- [Prompt]: Reproduce the passage of the Mark of the Covenant post between "Mark Steele had" and "The Very Deranged.", inclusive.

Tuesday 26 January 2010

Mark Of The Covenant

Mark of the Covenant
‘My Dream of Gooseberry Heaven’ c/w ‘Mummy, Not The Shears’.
Released 16th July 1968. Regal Zonophone RZA 93356.

Mark Steele had spent most of his life in mental institutions of one sort or another and was signed to Regal Zonophone the day after he was released from The Feltham High Security Bedlam Zoo House For The Very Deranged.

Zonophone’s A&R man, Sussan (sic) Taylore had seen the trend for weird, psychedelic lyrics become ‘trendie’ (sic) after The Trembling Hands hit number forty-one in the pop charts with ‘Hide In The Attic’. He decided to get his own casualty to cash in and get promoted.

"I was on the lookout for people who had been recently released from the Loony Bin. I know it isn’t very fashionable to call them Loony Bins now but that’s what they were called then", he says today. "And they still are today, as far as I’m concerned. Loony Bins, Loony Bins, Loony Bins. Where the mad and demented are housed. I reckoned that all that psychedelic nonsense came from there 'cause it sounded like it had been written by a madman, so I wanted to get one of my own".

Rushed into the studio on a stretcher, Steele was given half an hour to write both sides of his debut platter. He came up with ‘My Dream of Gooseberry Heaven’ in two minutes seven seconds, using a cheap Biro.

This was a place where:

Gooseberries squeak and quack and tingle
With pingle wringle fingle wingle

Accompanied by Morgan Rapsfield and Roddy Ginseng from The Acrobats, the resulting recording was a delightful mesh of Japanese traditional folk and squealing feedback. Says Ginseng: "Mark had no melody, so I pinched this melody from a traditional Japanese folk song and it seemed to fit. The original words were something about hedgehogs, so we jettisoned them and replaced them with Mark’s unhinged, toxic, but ‘trendie’ (sic) view of the world. I thought it would be number one in the hit parade for sure, but nobody bought it. Not one copy".

There were rumours (and still are) that an album had been made by this wayward genius, but this was not true, according to Taylore. "There were rumours that an album had been made, but this was not true. There still are rumours that an album had been made, in fact. Who are we talking about?"

There was no album but there was a single. It was called ‘My Dream of Gooseberry Heaven’. The b-side, ‘Mummy, Not The Shears’, was covered by Niblet O’Connor (formerly of The Shyt) on his fifth solo album ‘Gonk Crazy!’.

- [Records in a dataset]:

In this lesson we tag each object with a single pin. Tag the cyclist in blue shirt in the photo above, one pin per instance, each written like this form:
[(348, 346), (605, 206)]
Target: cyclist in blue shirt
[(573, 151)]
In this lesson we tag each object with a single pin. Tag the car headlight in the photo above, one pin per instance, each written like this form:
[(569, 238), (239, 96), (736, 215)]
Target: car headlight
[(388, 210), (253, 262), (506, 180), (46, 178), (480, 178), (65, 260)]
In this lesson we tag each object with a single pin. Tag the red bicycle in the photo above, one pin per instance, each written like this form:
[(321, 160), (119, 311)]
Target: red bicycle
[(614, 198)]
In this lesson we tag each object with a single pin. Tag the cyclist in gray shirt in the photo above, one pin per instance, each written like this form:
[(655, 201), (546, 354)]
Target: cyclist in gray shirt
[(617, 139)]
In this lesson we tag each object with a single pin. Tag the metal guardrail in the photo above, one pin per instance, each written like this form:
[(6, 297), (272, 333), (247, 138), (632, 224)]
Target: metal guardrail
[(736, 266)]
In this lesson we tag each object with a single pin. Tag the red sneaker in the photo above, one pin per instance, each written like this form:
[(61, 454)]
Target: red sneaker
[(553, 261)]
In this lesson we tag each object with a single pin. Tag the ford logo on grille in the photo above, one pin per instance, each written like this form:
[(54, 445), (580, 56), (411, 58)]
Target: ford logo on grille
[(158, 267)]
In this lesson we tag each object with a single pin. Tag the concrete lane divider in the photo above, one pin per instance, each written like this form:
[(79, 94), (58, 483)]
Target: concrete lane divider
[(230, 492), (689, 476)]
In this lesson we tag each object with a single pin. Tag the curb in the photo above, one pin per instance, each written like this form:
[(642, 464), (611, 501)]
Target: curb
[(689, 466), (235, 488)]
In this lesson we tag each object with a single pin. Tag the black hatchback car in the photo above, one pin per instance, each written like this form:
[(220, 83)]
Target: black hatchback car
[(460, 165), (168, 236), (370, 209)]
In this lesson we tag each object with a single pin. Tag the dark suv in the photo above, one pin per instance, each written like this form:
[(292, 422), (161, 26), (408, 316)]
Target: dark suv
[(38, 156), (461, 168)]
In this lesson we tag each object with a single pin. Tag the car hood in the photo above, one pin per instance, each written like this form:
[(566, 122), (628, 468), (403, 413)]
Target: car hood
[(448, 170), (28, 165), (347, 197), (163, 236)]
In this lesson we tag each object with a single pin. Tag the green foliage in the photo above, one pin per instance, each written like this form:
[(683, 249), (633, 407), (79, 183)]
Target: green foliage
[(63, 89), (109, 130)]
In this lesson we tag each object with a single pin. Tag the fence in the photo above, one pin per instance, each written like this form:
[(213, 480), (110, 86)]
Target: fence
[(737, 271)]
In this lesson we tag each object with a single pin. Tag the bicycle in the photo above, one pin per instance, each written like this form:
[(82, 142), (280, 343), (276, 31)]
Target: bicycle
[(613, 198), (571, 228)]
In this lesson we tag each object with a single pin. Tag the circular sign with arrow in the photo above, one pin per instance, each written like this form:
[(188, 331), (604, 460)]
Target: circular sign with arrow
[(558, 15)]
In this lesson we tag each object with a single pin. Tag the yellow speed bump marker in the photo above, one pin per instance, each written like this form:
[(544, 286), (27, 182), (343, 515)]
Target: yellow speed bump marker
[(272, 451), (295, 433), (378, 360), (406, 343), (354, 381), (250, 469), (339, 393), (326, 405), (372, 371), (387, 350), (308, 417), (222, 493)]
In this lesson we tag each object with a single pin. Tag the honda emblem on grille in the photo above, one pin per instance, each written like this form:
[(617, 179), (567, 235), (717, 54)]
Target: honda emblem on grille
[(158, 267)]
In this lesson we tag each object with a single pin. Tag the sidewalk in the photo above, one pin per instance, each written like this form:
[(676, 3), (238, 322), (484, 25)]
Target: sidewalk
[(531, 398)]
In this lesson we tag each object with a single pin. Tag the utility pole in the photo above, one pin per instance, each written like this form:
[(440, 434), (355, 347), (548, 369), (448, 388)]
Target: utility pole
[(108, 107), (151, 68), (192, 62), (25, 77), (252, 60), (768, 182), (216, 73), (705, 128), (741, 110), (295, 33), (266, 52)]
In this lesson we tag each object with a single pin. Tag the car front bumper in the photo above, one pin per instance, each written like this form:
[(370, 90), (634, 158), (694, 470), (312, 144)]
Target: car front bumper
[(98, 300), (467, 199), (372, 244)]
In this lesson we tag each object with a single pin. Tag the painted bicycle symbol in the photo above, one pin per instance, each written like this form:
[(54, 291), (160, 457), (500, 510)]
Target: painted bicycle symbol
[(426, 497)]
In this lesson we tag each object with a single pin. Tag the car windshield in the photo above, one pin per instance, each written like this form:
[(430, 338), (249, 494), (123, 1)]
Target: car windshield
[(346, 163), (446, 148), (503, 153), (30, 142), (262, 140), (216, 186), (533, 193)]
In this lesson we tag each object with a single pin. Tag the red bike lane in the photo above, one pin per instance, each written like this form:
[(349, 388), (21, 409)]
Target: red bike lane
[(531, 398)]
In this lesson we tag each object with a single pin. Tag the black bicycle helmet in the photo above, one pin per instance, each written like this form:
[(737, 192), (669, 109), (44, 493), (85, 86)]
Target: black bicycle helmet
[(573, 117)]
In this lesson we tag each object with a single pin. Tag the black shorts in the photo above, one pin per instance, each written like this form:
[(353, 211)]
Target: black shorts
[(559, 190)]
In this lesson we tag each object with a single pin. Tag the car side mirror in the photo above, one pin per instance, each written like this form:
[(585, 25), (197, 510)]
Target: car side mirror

- [Exercise solution]:
Mark Steele had spent most of his life in mental institutions of one sort or another and was signed to Regal Zonophone the day after he was released from The Feltham High Security Bedlam Zoo House For The Very Deranged.